Task goal:
Copy out the listing below, changing every "bounding box coordinates" to "pixel coordinates" and leaving everything else the same.

** START **

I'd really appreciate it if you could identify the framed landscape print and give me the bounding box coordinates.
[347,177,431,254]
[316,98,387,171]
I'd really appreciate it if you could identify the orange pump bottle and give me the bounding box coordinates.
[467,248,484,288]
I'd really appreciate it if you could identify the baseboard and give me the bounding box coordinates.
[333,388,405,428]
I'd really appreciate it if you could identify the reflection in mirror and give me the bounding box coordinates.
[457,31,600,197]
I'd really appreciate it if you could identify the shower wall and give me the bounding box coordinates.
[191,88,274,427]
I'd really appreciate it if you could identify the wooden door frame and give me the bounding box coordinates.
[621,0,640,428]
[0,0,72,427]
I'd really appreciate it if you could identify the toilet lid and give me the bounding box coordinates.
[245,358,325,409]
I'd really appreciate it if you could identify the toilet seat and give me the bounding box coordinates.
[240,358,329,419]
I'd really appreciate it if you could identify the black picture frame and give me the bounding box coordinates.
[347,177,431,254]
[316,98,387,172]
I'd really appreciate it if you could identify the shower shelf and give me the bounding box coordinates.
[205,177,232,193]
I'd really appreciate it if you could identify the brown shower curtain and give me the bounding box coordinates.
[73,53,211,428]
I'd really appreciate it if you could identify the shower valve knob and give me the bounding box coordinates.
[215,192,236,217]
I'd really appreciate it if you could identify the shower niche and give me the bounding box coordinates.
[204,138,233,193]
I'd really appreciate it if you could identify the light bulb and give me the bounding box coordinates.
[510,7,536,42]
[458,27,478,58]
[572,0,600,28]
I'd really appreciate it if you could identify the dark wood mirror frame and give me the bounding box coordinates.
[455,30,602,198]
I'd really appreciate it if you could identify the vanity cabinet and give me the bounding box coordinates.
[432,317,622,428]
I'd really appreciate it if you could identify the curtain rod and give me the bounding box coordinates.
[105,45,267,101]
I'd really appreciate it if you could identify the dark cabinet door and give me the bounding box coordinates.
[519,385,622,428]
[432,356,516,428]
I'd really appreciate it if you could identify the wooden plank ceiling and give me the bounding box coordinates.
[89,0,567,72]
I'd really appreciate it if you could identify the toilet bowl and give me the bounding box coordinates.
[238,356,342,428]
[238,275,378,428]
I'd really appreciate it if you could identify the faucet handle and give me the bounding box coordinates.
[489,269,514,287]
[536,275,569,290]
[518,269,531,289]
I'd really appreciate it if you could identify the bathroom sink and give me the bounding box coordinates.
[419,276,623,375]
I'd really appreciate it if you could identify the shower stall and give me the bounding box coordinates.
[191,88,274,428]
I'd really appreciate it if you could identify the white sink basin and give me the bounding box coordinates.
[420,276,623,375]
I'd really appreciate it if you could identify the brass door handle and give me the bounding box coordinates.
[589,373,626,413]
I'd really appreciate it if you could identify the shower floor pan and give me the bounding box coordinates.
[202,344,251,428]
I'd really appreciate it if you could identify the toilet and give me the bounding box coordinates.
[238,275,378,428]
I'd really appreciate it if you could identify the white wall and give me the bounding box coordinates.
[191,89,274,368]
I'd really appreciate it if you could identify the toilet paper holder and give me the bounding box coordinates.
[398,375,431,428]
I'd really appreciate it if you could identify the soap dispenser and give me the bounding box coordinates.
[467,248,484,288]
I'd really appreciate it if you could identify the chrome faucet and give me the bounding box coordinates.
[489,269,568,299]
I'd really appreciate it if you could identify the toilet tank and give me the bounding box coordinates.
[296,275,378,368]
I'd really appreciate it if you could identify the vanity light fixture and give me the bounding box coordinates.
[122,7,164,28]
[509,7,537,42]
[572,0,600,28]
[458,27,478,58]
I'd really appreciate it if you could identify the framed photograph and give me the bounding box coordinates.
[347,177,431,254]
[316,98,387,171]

** END **

The response:
I'd really appreciate it if you could identify the framed landscape print and give me the pixel coordinates.
[347,177,431,254]
[316,98,387,171]
I'd really appreciate it if you could identify the orange pump bottle and give me the pixel coordinates.
[467,248,484,288]
I'd really appreciate it if you could identify the baseboard and give me the pixel coordinates.
[333,388,405,428]
I'd really appreciate it if you could identify the reflection in mirror and give me the pixel coordinates.
[457,31,600,197]
I'd really appreciate it if you could identify the shower wall and give me the pixel coordinates.
[191,88,274,427]
I'd really appreciate it if you could identify the wooden door frame and give me the pixel coordinates.
[621,0,640,428]
[0,0,72,427]
I'd really appreciate it if you could identify the toilet lid and give me the pixel coordinates.
[245,358,325,409]
I'd really appreciate it if you could identify the toilet seat and give me the pixel coordinates.
[240,358,329,419]
I'd really appreciate it if you could identify the black picture frame and give me the pixel coordinates.
[347,177,431,254]
[316,98,387,172]
I'd really appreciate it if you could identify the shower shelf and give me the pixel coordinates.
[205,177,232,193]
I'd really appreciate it if you could identify the brown shower curtain and give me the pixel coordinates.
[73,53,211,428]
I'd really appreciate it if you could identify the shower valve knob and give me the pixel coordinates.
[215,192,236,217]
I'd really appreciate it if you could identify the shower niche and give me the pixel coordinates.
[204,138,233,193]
I'd really appreciate it if you could identify the light bulb and give me the pixel coordinates.
[510,7,536,42]
[458,27,478,58]
[572,0,600,28]
I'd really appreciate it if you could identify the dark wood mirror frame and give me the pixel coordinates.
[455,30,602,198]
I'd really appreciate it if you could identify the vanity cabinet and give me the pixel coordinates.
[432,317,622,428]
I'd really appreciate it if you could identify the curtain rod and give me the pixel coordinates.
[105,45,267,101]
I'd really appreciate it if you could identify the dark cabinet door and give me the pixel coordinates.
[519,385,622,428]
[432,356,516,428]
I'd really appreciate it if you could identify the wooden plank ceiling and give me the pixel coordinates.
[89,0,567,72]
I'd really appreciate it if you could identify the toilet bowl and give me the pixel coordinates.
[238,356,342,428]
[238,275,378,428]
I'd really appreciate it if you could identify the faucet handle and give me the pixel coordinates.
[489,269,514,287]
[536,275,569,290]
[518,269,531,289]
I'd really appreciate it if you could identify the bathroom sink and give me the pixel coordinates.
[419,276,623,375]
I'd really appreciate it if you could identify the shower stall and give me the pixel coordinates.
[191,88,274,428]
I'd really appreciate it if you could identify the white sink basin and give me the pixel coordinates.
[420,276,623,375]
I'd really appreciate it if you could identify the brass door handle and give me the pixel coordinates.
[589,373,626,413]
I'd really appreciate it if you could identify the shower floor pan and give me the pixel coordinates.
[202,344,251,428]
I'd really appreciate it if you could identify the toilet and give me the pixel coordinates.
[238,275,378,428]
I'd really appreciate it if you could identify the white wall and give me the pixel coordinates.
[191,89,274,368]
I'd really appreciate it if you could identify the toilet paper holder and give me the pixel coordinates.
[398,375,431,428]
I'd really appreciate it if you could identify the soap dispenser and give me the pixel coordinates.
[467,248,484,288]
I'd really appreciate it if you could identify the chrome faucet and give me the pixel coordinates.
[489,269,568,299]
I'd really appreciate it if you could identify the toilet tank and give me the pixel coordinates.
[296,275,378,368]
I'd really appreciate it if you could identify the vanity light fixture and give me the pixel coordinates.
[122,7,164,28]
[509,7,537,42]
[572,0,600,28]
[458,27,478,58]
I'd really appreciate it if you could identify the framed photograph and give me the pixel coordinates.
[347,177,431,254]
[316,98,387,171]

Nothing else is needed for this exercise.